### Information given
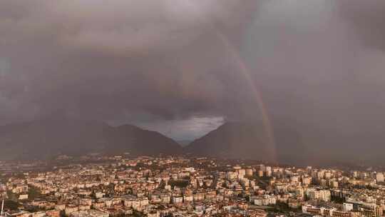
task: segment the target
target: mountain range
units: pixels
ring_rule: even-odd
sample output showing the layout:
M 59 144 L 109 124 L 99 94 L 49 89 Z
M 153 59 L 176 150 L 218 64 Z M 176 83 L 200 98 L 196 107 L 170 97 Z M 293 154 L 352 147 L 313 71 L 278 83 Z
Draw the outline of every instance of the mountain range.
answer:
M 317 141 L 324 143 L 309 144 L 288 122 L 274 122 L 274 143 L 267 139 L 260 123 L 228 122 L 182 146 L 180 141 L 133 125 L 111 126 L 94 121 L 45 118 L 0 126 L 0 158 L 44 159 L 62 154 L 130 153 L 248 158 L 292 165 L 359 162 L 385 165 L 381 152 L 378 151 L 381 144 L 351 145 L 347 148 L 349 144 L 336 135 L 315 135 Z
M 42 159 L 57 155 L 178 154 L 182 148 L 158 132 L 88 120 L 46 118 L 0 126 L 2 159 Z

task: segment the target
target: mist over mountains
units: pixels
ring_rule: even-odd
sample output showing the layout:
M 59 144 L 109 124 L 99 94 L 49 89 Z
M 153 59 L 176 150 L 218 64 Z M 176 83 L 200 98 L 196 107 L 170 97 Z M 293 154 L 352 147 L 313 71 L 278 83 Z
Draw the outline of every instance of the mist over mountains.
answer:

### Problem description
Set out all of the lines above as a numbered list, skipping the blank lines and leaving the pictures out.

### Reply to the task
1. task: segment the target
2. target: mountain range
3. units: pixels
4. ring_rule: even-odd
5. sample output showing the layout:
6. M 59 144 L 109 124 L 99 94 L 49 89 Z
7. M 153 59 L 176 150 L 218 64 Z M 176 83 L 200 98 L 196 107 L 170 97 Z M 293 154 L 352 147 L 313 71 L 278 83 Z
8. Draw the outline of every instance of the mountain range.
9. answer:
10. M 317 141 L 324 143 L 309 144 L 288 122 L 274 122 L 274 143 L 267 139 L 260 123 L 228 122 L 182 146 L 180 141 L 133 125 L 111 126 L 94 121 L 45 118 L 0 126 L 0 158 L 44 159 L 62 154 L 130 153 L 248 158 L 292 165 L 359 162 L 385 165 L 381 152 L 378 151 L 381 144 L 351 145 L 347 148 L 349 144 L 336 135 L 315 135 Z
11. M 42 159 L 57 155 L 178 154 L 182 148 L 158 132 L 88 120 L 46 118 L 0 126 L 2 159 Z
12. task: segment the target
13. target: mist over mountains
14. units: pixels
15. ring_rule: even-odd
16. sample output showing the layout:
17. M 59 144 L 109 124 L 99 94 L 49 89 Z
18. M 153 59 L 176 150 L 218 64 Z M 176 83 L 200 98 L 196 107 L 170 97 Z M 293 154 L 352 147 L 313 71 L 278 83 Z
19. Draw the outline of every instance of the mist over mountains.
20. answer:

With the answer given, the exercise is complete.